WRITTEN TASK: Copy the entries starting at the line that contains "Reviewer note: every instance of the diver's leg" and ending at the line that contains "pixel 236 55", replacing "Query" with "Target" and keeping everything else unchanged. Give only those lines.

DATA FOR THIS TASK:
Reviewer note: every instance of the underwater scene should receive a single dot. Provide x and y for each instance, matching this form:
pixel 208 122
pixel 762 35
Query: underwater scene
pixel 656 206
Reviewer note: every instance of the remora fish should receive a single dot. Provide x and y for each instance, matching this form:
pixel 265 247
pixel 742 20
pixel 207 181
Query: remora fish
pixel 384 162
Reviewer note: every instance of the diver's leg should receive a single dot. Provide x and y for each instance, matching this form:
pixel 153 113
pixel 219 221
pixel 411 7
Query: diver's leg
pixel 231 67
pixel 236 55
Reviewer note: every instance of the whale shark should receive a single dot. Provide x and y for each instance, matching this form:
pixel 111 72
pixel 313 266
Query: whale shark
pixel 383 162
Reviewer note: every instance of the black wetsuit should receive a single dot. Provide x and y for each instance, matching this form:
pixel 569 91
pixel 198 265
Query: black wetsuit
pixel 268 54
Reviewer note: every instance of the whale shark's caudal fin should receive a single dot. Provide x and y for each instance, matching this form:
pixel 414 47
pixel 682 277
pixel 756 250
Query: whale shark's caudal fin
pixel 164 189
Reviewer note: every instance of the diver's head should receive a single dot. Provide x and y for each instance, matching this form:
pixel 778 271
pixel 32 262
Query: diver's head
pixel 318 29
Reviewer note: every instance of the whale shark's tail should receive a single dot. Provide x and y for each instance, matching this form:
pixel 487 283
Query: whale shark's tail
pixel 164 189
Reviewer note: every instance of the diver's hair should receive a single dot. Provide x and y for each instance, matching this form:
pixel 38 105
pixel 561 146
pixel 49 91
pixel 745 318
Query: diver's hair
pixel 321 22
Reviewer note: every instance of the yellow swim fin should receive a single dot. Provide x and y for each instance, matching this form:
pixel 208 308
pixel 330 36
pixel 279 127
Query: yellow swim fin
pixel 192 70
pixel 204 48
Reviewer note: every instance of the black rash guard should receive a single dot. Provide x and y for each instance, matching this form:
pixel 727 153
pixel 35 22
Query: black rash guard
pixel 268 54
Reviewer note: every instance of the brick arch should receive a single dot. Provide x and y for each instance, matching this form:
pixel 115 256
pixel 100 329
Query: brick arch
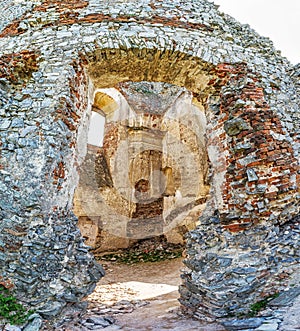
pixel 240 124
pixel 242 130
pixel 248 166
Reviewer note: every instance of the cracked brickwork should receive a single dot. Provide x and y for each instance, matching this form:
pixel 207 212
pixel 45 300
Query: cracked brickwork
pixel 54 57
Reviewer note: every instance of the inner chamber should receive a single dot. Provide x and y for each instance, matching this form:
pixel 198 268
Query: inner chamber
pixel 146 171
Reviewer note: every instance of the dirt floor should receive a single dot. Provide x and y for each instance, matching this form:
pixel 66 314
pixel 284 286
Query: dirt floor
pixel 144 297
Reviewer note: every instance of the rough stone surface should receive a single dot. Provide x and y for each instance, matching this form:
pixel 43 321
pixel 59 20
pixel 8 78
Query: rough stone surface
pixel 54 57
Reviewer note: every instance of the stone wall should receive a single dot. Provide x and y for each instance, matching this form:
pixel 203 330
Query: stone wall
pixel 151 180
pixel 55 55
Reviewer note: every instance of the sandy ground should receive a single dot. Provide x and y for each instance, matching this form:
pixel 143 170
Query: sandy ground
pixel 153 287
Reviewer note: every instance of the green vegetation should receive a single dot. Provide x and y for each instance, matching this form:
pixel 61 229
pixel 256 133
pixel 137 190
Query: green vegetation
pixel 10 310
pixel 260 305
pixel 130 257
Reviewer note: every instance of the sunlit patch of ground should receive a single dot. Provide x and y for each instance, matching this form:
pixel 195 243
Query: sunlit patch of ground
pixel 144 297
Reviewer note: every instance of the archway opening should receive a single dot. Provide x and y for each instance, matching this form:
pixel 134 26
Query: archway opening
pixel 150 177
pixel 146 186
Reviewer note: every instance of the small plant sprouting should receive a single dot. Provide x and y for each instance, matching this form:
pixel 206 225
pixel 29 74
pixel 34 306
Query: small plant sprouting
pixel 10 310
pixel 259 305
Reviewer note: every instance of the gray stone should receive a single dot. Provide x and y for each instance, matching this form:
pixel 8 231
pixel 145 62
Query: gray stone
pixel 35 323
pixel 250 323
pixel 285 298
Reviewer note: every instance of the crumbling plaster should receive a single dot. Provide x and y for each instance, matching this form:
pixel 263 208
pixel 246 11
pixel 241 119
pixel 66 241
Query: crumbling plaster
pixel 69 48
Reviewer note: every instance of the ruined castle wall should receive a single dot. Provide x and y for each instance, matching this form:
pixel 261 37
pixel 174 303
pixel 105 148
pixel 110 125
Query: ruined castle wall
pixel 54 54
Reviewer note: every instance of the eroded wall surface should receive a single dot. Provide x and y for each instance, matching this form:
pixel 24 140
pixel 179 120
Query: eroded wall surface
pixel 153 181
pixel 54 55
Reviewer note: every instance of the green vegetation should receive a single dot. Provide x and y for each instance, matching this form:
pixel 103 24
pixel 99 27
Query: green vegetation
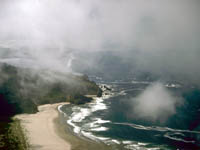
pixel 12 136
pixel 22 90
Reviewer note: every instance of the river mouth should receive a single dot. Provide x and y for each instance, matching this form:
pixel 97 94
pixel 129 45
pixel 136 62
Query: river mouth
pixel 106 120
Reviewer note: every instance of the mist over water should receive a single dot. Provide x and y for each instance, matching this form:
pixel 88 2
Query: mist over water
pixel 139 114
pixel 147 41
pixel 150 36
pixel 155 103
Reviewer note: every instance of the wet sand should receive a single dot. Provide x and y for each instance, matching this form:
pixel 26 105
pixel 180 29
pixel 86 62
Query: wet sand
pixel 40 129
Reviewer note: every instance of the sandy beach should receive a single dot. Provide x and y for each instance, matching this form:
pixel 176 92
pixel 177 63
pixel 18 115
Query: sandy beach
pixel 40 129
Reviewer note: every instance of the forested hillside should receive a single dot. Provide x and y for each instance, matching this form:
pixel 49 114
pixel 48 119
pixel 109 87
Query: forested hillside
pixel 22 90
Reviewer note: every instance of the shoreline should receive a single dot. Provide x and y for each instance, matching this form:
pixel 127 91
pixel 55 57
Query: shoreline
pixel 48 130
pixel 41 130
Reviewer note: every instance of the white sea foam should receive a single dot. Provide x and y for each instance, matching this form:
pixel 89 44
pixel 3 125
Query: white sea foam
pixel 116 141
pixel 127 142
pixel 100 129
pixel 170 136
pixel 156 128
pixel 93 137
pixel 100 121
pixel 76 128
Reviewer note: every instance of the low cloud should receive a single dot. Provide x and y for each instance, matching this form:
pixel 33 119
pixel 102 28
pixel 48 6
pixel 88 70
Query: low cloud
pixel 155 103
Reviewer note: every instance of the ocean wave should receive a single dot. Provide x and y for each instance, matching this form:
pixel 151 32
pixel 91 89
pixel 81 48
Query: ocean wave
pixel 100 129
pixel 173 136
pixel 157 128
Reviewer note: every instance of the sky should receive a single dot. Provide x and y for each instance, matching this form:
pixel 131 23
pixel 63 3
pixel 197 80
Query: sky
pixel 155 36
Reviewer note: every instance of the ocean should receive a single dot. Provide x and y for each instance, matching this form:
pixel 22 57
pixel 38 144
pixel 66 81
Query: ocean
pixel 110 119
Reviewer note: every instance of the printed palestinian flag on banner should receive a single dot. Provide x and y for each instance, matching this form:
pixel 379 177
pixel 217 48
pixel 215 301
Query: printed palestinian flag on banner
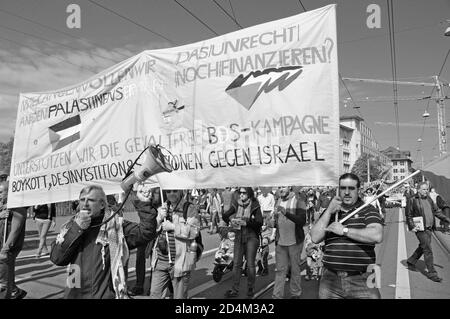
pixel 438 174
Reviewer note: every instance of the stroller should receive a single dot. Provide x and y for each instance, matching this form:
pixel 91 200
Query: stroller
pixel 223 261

==

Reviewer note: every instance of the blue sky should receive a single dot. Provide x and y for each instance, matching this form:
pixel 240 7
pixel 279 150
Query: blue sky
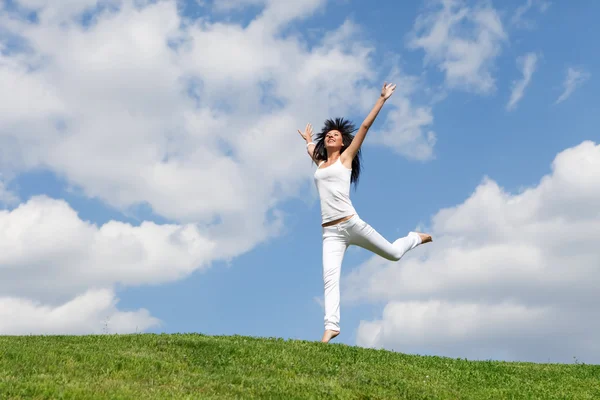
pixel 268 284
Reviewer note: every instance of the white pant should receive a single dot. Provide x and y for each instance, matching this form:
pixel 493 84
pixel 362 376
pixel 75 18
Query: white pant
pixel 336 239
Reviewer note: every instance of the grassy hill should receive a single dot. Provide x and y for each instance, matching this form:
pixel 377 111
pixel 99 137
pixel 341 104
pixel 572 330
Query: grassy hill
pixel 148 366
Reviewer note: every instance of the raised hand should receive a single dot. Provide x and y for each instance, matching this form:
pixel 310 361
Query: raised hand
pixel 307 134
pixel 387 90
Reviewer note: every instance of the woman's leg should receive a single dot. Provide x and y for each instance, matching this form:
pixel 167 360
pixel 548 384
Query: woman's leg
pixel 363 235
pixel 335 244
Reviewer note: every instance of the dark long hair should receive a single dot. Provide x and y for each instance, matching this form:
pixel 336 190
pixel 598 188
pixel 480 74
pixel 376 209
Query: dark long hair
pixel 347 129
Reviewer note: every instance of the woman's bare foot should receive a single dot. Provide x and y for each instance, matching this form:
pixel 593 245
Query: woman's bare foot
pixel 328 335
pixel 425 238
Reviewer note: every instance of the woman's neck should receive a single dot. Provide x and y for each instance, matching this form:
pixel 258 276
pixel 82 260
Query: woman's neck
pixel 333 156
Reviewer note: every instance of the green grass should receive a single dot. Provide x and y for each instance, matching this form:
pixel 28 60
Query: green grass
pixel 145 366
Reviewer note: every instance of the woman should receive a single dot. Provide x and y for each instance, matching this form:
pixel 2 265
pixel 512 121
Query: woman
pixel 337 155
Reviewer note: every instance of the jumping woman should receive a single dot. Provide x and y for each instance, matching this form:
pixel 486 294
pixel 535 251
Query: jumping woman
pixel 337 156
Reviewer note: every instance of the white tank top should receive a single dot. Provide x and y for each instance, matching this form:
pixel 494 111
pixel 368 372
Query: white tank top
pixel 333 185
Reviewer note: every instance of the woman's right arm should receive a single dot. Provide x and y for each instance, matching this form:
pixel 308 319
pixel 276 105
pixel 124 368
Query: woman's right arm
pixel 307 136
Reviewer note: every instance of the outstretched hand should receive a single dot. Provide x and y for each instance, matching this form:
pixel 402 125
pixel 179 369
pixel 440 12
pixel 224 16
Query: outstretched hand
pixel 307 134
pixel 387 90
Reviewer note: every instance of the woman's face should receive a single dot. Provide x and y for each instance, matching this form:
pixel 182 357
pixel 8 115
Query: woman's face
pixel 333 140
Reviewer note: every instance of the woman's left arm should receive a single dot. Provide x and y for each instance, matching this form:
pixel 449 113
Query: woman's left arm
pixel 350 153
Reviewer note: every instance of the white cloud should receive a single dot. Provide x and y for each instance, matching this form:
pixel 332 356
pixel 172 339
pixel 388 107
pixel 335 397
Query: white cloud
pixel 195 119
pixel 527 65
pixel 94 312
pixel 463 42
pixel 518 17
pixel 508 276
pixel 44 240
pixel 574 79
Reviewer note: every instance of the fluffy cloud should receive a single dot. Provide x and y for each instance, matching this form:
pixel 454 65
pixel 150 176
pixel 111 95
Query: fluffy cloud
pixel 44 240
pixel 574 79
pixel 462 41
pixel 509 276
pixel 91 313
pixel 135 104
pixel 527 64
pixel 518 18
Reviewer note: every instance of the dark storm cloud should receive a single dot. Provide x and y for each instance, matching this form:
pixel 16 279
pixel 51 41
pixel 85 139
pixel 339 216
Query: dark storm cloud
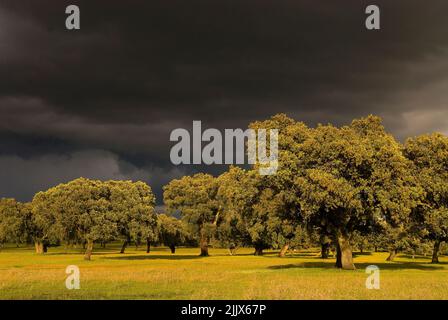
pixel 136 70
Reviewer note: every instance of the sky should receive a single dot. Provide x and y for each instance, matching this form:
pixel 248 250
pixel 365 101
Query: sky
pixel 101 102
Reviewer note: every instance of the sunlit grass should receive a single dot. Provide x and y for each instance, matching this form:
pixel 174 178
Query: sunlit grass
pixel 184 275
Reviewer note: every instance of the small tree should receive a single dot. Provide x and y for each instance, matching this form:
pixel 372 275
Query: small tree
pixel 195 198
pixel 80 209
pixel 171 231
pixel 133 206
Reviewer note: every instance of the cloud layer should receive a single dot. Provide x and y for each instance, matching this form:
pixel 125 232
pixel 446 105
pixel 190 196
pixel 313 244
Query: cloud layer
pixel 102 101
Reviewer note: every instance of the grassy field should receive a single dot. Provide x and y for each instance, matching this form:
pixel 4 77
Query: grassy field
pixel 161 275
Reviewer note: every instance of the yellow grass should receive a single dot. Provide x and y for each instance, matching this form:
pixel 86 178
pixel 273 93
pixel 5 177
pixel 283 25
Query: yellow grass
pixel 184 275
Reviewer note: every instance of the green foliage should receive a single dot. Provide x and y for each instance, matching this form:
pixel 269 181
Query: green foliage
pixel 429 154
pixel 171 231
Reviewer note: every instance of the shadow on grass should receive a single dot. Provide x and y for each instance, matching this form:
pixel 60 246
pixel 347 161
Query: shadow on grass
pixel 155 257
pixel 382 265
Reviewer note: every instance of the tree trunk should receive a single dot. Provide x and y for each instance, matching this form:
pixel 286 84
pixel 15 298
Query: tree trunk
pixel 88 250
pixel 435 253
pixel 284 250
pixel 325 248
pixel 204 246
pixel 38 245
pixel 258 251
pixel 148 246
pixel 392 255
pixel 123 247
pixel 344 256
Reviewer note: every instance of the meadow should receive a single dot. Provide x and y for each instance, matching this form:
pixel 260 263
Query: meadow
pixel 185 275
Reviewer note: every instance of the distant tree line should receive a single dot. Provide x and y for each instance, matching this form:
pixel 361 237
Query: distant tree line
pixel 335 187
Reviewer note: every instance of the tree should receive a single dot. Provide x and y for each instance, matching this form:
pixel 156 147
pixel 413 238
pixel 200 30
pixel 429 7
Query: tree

* * *

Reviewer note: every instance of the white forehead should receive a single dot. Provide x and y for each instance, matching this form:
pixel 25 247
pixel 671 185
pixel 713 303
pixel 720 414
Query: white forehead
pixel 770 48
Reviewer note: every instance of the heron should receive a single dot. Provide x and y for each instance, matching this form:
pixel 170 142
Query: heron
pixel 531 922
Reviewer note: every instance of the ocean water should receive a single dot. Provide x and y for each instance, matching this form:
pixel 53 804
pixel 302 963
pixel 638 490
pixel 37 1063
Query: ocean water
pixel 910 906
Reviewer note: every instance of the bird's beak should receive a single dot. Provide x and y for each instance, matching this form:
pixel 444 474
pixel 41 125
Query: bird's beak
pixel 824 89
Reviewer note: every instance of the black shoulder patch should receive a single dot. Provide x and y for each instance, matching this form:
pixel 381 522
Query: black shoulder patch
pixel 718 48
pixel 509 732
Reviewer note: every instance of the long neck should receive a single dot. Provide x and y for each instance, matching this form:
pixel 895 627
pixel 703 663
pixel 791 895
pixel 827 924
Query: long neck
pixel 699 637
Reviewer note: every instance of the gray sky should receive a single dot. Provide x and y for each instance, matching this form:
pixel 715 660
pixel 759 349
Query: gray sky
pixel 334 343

RESULT:
Reviewer note: every instance of the diver's leg should receive a single dot. Provide x and y for each instance, matching this form:
pixel 153 113
pixel 219 221
pixel 411 7
Target: diver's leg
pixel 231 67
pixel 236 55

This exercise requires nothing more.